Task set —
**A.** From the record store blog posts below, pull out word for word the part that begins at the words "Sub-atomic particles are" and stops after the words "band name, anyway.".
**B.** In the record store blog posts below, which label put out the Woven Hand disc "The Threshingfloor"?
**C.** Carry on the record store blog posts below, picking up right after the last sentence shown.

------ Passage shown ------

Wednesday, June 30, 2010

Sub-atomic particles are better at making music than most humans...

Thanks to former AQ staffer Alison for sharing this with us, from the BBC, an article entitled "God particle signal is simulated as sound".

Pretty amazing. What do you think those samples sound most like? Delia Derbyshire? Bruce Haack? Tod Dockstader?

We can only hope the Large Hadron Collider releases a record soon. Sound like a good band name, anyway.

Saturday, June 26, 2010

New Arrivals #348.5 : 2010 Faves So Far

Yo, there's another "in-between list" list up here!

AQ Overlords Andee and Allan picked some of their faves from the first half of the year so far, stuff from lists #336 through #348. Of course, sadly, we had to leave off stuff that we had run out of and wouldn't be getting back in for a while, or (worse yet) had already gone out of print. But it still wasn't difficult to come up with a few mega (and possibly overlooked) personal faves off of each list to revisit here. Since we just did an "International Sounds" round-up last in-between time, we did skip things that had just appeared on that, and also didn't bother picking records that had been "Of The Week" 'cause hopefully you at least saw those the first time. One of the reasons we started doing these extra ".5" lists on the off-list-week Friday is that we know a lot of you, despite your best intentions, don't always get a chance to thoroughly read the entirety of each and every one of our admittedly lengthy New Arrivals lists, so this sort of thing gives you a chance to catch up with some crucial items you somehow might not have seen when they were originally listed.

Tuesday, June 22, 2010

New Arrivals #348

Yeah, we did the list last Friday, you've already spent hours checking it out here, but there's a bit of blogging delay 'round these parts.

Records Of The Week:

WOVEN HAND "The Threshingfloor" (Sounds Familyre) cd $14.98
Yes, once again WH's latest gets the ROTW nod. Why not, it's another gorgeous disc of haunting, harrowing, apocalyptic swamp folk, quite possibly their heaviest and most intense yet...
PARSON SOUND "s/t" (Subliminal Sounds) 3lp box $54.00
We had to make this a ROTW, one of our favorite recordings ever, originally a 2cd of archival material by this pioneering Swedish psych act, minimalist drone heaviness that out-krautrocks any actual krautrock, from way back in '68, now finally on vinyl in a deluxe 3 lp set, expensive but worth it!!

------ Supplied material ------

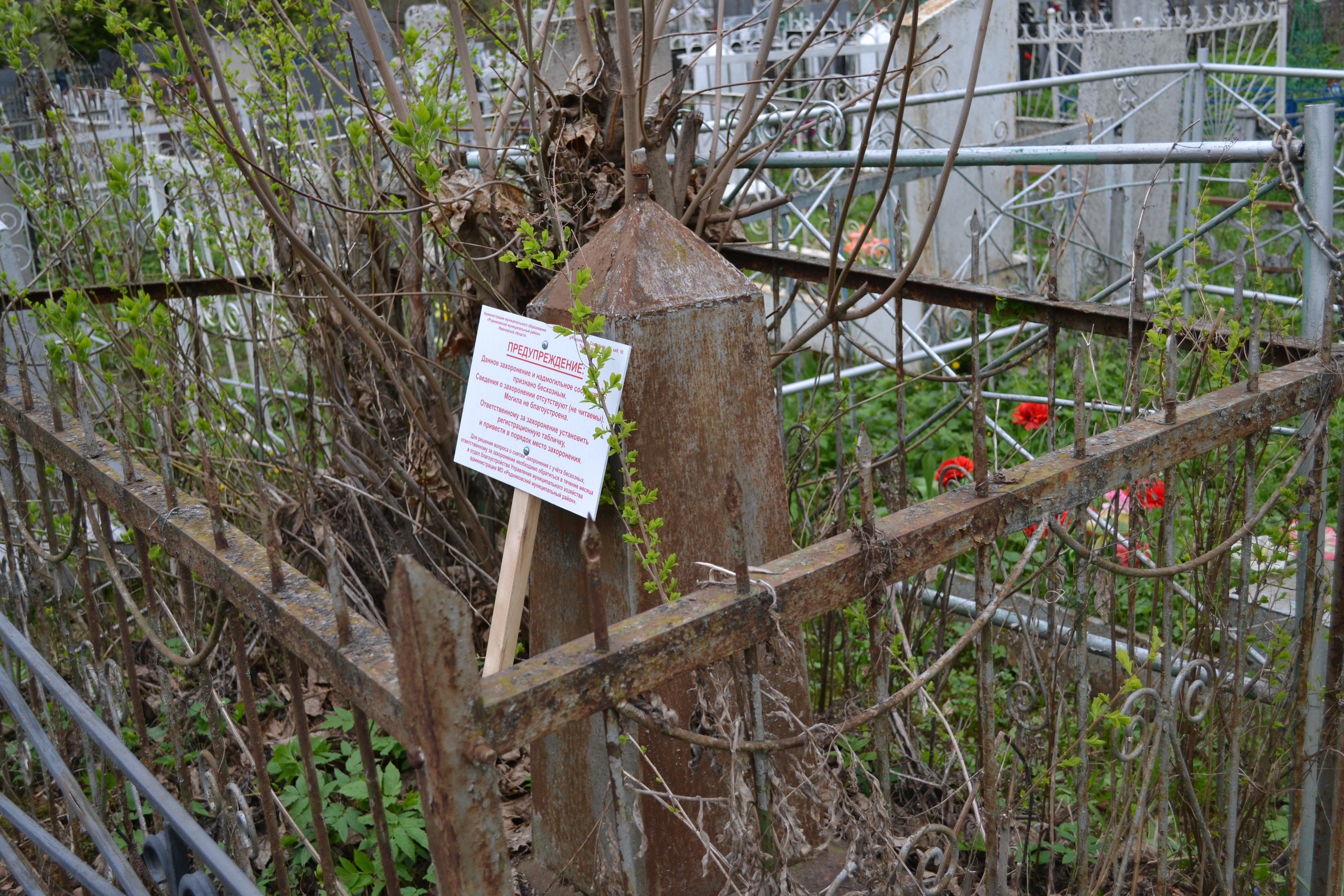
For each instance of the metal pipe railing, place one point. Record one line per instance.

------

Responses per task —
**A.**
Sub-atomic particles are better at making music than most humans...

Thanks to former AQ staffer Alison for sharing this with us, from the BBC, an article entitled "God particle signal is simulated as sound".

Pretty amazing. What do you think those samples sound most like? Delia Derbyshire? Bruce Haack? Tod Dockstader?

We can only hope the Large Hadron Collider releases a record soon. Sound like a good band name, anyway.

**B.** Sounds Familyre

**C.**
DARK DAY "Window" (Dark Entries) lp $19.98
Another limited vinyl document of early '80s cold wavish no wavish synth pop stuff, from an early member of DNA and friends, definitely a hit around here!
KONONO NO.1 "Assume Crash Position" (Crammed Discs) cd $15.98
The latest from the masters of Congotronics, rhythmic street music jams that even collapsing walls (as heard on this recording) can't successfully interrupt!

Note, we're already out of the Parson Sound, our supplier says hopefully they'll have more for us next week, though... and it turns out that, with brillant timing, the 2cd version is also out of stock, awaiting a repress. We'll take orders for 'em though...

Friday, June 18, 2010

Strotter pics, video

The Strotter Inst. instore we had on Wednesday was awesome. It involved 3 specially rigged turntables, lots of rubber bands, and masking tape! Here's a photo Andee took (with an arty filter on his iPhone, if you're wondering):

For more pics, and video, go here to our Facebook page, we posted 'em there. And sign up to be our friend on FB if you haven't already!

Tuesday, June 15, 2010

New Arrivals #347.5 : International Sounds

Whoops. This new "in-between list" list thing we're doing takes a little getting used to. Forgot to blog about Friday's installment. Well hopefully you got the email, visited the site, and have perused it already. If not, please check it out here.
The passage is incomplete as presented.